**TAREFA SOLICITADA 1:** No trecho sobre o amor nos bebês, troque "bebês" por "recém-nascidos" e reescreva tudo desde "É assim que nasce" até "a do corpo.".
**TAREFA SOLICITADA 2:** Dê continuidade ao trecho sobre o amor nos bebês a partir do ponto em que ele termina.

**TRECHO DE ORIGEM:**
◇ ◇ ◇ ◇ ◇
É assim que nasce o amor nos bebês: através do contato corporal prazeroso e nutritivo com os que lhes cuidam. É por essa via - o contato entre os corpos - que surge o vínculo profundo dos bebês com suas mães, seus pais e cuidadores. No início da vida, as palavras ganham importância somente se estiverem associadas ao calor afetivo do pele a pele. O amor, quando manifestado apenas por palavras, nada representa para os pequenos. A única linguagem compreendida nos primeiros meses de vida é a do corpo.

Os bebês nascem especialistas na tradução do que expressam os corpos que lhes tocam, sendo hábeis em captar sensações e sentimentos de calma, ansiedade, doçura ou frieza. Sempre que sentem prazer no contato corporal com outra pessoa, amam e vinculam-se. É assim que se inicia o longo caminho da sexualidade humana, que nada mais é do que nossa qualidade de fusão com outro organismo vivo em busca de prazer, amor, saúde e profundo relaxamento. Para as crianças pequenas, amor e sexualidade são uma coisa só. Elas ainda têm preservada esta unidade, que geralmente é perdida até a vida adulta. Seus corações e corpos sentem, pulsam e relaxam, sem divisão ou conflitos.

Os bebês são tão fascinantes que ativam em nós, adultos, o desejo de abraçá-los, cheirá-los e beijá-los, acarinhando suas peles macias, seus corpos cheios de dobrinhas e gordurinhas. Nosso desejo adulto é de envolve-los em beijos, abraços e carinhos infindáveis. Damos nosso amor e recebemos em troca uma nutrição vital impressionante, o que nos leva a amar cada vez mais as nossas crianças. Para elas, desde que nascem, o contato com o corpo quente e amoroso da mãe e depois com o corpo do pai, é envolto por prazer, relaxamento e ludicidade, em intensa comunicação. Quanto mais tranquilo, afetivo e natural for este contato corporal, mais profundo será o vínculo e mais sadio o desenvolvimento da sexualidade ao longo da infância, da adolescência e da vida adulta.
◇ ◇ ◇ ◇ ◇
**ENTRADAS FORNECIDAS:**

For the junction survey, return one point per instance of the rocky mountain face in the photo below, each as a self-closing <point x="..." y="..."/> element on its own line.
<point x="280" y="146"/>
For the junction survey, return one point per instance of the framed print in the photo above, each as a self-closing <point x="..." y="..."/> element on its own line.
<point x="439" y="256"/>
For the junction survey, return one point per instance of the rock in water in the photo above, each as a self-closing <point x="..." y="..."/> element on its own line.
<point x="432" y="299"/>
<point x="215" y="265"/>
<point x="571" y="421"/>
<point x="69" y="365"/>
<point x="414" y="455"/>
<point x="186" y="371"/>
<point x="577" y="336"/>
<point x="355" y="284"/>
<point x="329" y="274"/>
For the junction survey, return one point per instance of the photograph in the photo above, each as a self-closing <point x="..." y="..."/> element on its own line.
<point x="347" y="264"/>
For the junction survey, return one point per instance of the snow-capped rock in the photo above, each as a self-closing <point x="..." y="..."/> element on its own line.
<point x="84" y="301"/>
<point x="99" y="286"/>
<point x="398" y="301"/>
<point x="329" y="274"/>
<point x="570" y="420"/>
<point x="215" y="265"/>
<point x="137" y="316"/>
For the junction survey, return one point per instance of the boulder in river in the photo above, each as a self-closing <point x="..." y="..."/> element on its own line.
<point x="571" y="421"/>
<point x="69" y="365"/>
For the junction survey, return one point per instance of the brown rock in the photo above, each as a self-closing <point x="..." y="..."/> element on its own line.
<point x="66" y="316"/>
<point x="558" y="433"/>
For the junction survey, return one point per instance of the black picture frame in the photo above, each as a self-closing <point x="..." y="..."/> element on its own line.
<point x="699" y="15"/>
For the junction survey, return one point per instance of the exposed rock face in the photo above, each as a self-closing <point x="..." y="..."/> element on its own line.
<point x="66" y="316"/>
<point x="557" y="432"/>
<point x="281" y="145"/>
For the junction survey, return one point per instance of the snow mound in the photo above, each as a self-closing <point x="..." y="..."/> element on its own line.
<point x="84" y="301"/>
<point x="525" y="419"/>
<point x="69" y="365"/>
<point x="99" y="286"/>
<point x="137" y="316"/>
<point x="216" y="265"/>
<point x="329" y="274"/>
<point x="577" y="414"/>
◇ ◇ ◇ ◇ ◇
**RESPOSTA FINAL 1:**
É assim que nasce o amor nos recém-nascidos: através do contato corporal prazeroso e nutritivo com os que lhes cuidam. É por essa via - o contato entre os corpos - que surge o vínculo profundo dos recém-nascidos com suas mães, seus pais e cuidadores. No início da vida, as palavras ganham importância somente se estiverem associadas ao calor afetivo do pele a pele. O amor, quando manifestado apenas por palavras, nada representa para os pequenos. A única linguagem compreendida nos primeiros meses de vida é a do corpo.

**RESPOSTA FINAL 2:**
Sexualidade, desde o nascimento

A sexualidade humana se inicia no nascimento e em cada idade manifesta uma qualidade diversa de contato e vinculação. Quando a criança chega aos três/quatro anos, ela ingressa na fase genital infantil e no processo de identificação sexual. A sexualidade polimórfica das crianças pequenas (que pulsa igualmente em todo o seu corpo, sem distinção de partes) agora ativa também sensações mais intensas nos genitais. Se na fase oral - no primeiro ano de vida – os bebês sentem prazer sugando o seio da mãe e descobrindo o mundo através da boca, na fase genital eles passam a explorar outras áreas do corpo, desde o toque mais frequente nos genitais até a expansão dos movimentos corporais, que possibilitam maior expressividade, intensidade e prazer.

Nesta etapa torna-se muito importante para os pequenos serem vistos como criança-mulher ou criança-homem. Antes, isso não tinha importância. A dinâmica central desta fase é a identificação sexual. Agora eles olham admirados para pais, irmãos maiores, primos, tios ou amigos do mesmo sexo e buscam imitá-los. Querem ser como eles! Surge também uma forte curiosidade anatômica sobre a diferença entre os corpos masculinos e femininos, assim como um fascínio por compreender como surge a vida em pessoas, animais e plantas. Querem saber como foram concebidos e como ocorreu o seu nascimento. Fascinam-se com as mulheres grávidas e com a barriga dos animais gestantes. Tudo isso é sexualidade infantil.

Wilhelm Reich, o pai da psicoterapia corporal, chamava esta etapa de primeira puberdade, tamanha é a energia disponível e a ebulição criativa. O desenvolvimento psicomotor leva a criança à apropriação do corpo de forma ampla, ativando outras áreas musculares em seus intensos movimentos. A partir dos três/quatro anos, a criança busca maior socialização, brincando e interagindo com pais e amiguinhos. É um período de muita criatividade e expressividade, em que o imaginário infantil se intensifica através do faz-de-conta, de imaginar-se super-herói, de colocar-se no papel de papai ou de mamãe; ou ainda de brincar de médico, etc., e assim tocar o corpo do outro e ser tocado. Isso tudo é sexualidade infantil: corpo, ludicidade, prazer, expressão e contato, mesclado por um amor cheio de inocência, encanto e sensibilidade.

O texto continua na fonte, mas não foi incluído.